- _Do this_:
In the excerpt on stacked-chip design, reproduce verbatim the passage starting with "Gurtej Sandhu, principal" and going on through "on prior experience.".

------ Text excerpt

Gurtej Sandhu, principal fellow and vice president at Micron, agreed. “It’s a paradigm shift. You now have physics problems at multiple scales. The physics is the same for the device level, but you have to comprehend changes going on in this entire cube to understand how a certain device or a certain part of this cube will be affected, from stress or temperature or other factors that could lead it to not behave normally. In the past, you could ignore such things. When you stack chips, all those things become additive, and they become a problem. How you build models to solve for them and be predictive is a challenge.”

For certain applications, some designers can build on prior experience.

“The designer has experience in 2D design, which is still very much required,” said Keith Felton, product marketing manager at Siemens EDA. “None of it is really obsoleted. Instead they need to apply that knowledge at the 2.5/3D system integration level, because they now have z dimension to interact with and leverage on top of the traditional x and y.”

In some respects, this is less dramatic than technology transitions of the past. “One example of this is when we went from TTL to CMOS logic,” noted Tony Chan Carusone, CTO at Alphawave Semi. “High technology has been evolving quickly for a long time, so it’s bred and attracted people with just the right mix of curiosity and ingenuity and intellectual fearlessness where this doesn’t daunt them.”

------------
------ Data section

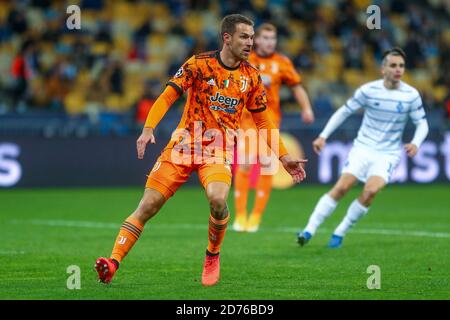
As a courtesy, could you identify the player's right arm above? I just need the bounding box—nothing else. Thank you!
[136,56,197,159]
[313,88,365,154]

------------

- _Reply to the task_:
Gurtej Sandhu, principal fellow and vice president at Micron, agreed. “It’s a paradigm shift. You now have physics problems at multiple scales. The physics is the same for the device level, but you have to comprehend changes going on in this entire cube to understand how a certain device or a certain part of this cube will be affected, from stress or temperature or other factors that could lead it to not behave normally. In the past, you could ignore such things. When you stack chips, all those things become additive, and they become a problem. How you build models to solve for them and be predictive is a challenge.”

For certain applications, some designers can build on prior experience.